Location annotation dataset excerpts

## Start

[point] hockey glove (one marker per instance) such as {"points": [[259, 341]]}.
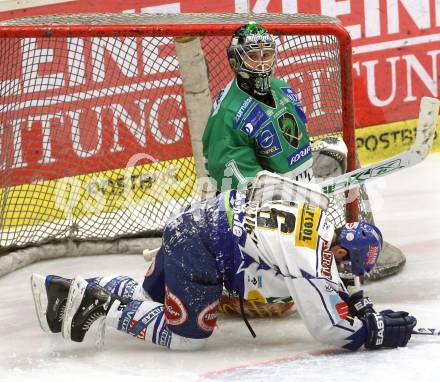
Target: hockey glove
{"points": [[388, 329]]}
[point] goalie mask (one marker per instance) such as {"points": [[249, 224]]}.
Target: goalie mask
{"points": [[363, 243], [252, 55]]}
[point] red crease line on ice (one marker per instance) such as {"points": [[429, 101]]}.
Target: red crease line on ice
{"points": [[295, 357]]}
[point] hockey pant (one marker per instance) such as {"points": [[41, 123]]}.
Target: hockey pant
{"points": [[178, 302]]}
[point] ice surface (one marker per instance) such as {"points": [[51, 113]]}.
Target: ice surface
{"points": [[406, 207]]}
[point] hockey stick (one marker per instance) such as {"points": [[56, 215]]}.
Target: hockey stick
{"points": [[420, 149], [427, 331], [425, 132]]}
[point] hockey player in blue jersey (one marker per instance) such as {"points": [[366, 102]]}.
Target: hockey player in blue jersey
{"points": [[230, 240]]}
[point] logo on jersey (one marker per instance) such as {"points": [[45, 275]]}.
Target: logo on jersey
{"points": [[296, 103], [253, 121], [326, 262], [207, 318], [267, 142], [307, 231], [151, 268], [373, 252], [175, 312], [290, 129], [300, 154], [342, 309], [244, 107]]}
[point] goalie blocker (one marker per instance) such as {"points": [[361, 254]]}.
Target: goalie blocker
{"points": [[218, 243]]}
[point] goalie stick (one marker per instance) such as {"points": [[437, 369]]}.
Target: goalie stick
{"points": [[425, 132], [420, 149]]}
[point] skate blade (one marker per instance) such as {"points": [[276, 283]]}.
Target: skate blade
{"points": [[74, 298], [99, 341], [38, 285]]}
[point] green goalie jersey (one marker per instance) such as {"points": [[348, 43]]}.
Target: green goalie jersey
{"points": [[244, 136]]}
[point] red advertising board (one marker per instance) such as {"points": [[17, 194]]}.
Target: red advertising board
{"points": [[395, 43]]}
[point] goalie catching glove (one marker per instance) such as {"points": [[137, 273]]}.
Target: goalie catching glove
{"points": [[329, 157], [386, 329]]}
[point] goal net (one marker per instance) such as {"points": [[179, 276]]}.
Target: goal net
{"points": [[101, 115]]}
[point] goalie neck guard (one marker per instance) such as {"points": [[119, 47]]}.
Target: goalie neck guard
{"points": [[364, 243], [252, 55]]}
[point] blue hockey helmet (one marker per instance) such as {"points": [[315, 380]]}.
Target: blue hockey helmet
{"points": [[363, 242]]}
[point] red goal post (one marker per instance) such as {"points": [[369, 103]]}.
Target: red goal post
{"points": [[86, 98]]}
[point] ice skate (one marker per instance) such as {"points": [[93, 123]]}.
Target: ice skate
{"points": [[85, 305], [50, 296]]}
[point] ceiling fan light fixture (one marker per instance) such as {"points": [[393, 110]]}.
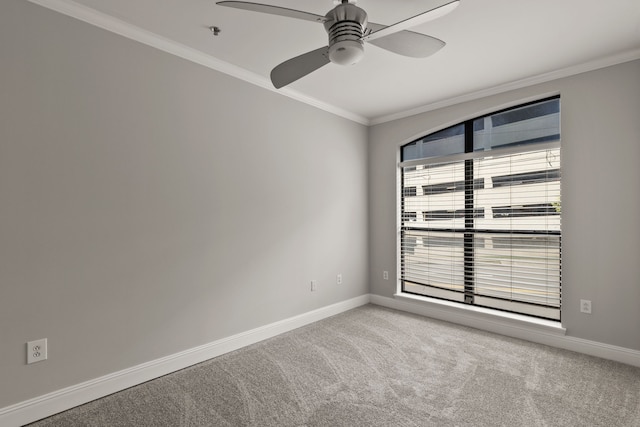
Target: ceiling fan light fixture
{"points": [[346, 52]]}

## End

Drop the pictures, then write out only the lines running from the one containing "[point] goalie blocker" through the last line above, both included, exactly.

[point] goalie blocker (one marker per instance) such as {"points": [[361, 254]]}.
Target: goalie blocker
{"points": [[218, 243]]}
[point] goalie stick (one marker per instance) such as {"points": [[437, 369]]}.
Target: goalie stick
{"points": [[425, 132], [420, 149]]}
[point] skate blade (one marker per instance) such as {"points": [[276, 283]]}.
Target: skate blade
{"points": [[74, 298], [99, 341], [38, 285]]}
[point] green goalie jersey (one marker per instance) such as {"points": [[348, 43]]}.
Target: green goalie jersey
{"points": [[244, 136]]}
[point] red advertising board (one marker per instance) such as {"points": [[17, 194]]}.
Target: red advertising board
{"points": [[395, 43]]}
[point] goalie catching glove (one marker per instance) such as {"points": [[137, 273]]}.
Target: goalie catching glove
{"points": [[329, 157], [386, 329]]}
[point] goal net (one marker per instance) such as {"points": [[179, 276]]}.
Target: goal net
{"points": [[101, 115]]}
[point] goalie neck guard (one marker per instance) such as {"points": [[119, 47]]}.
Target: goalie neck guard
{"points": [[364, 243], [252, 55]]}
[point] blue hockey helmet (one marker per instance) such as {"points": [[315, 380]]}.
Target: blue hockey helmet
{"points": [[363, 242]]}
[point] red goal post (one marker per instance) such as {"points": [[369, 103]]}.
Target: red goal post
{"points": [[86, 98]]}
[point] ice skate (one marker per instance) such as {"points": [[93, 123]]}.
Target: ice skate
{"points": [[85, 305], [50, 296]]}
[point] ceiling fan light fixture (one marker per instance) such as {"points": [[393, 110]]}.
Target: ceiling fan light fixture
{"points": [[346, 52]]}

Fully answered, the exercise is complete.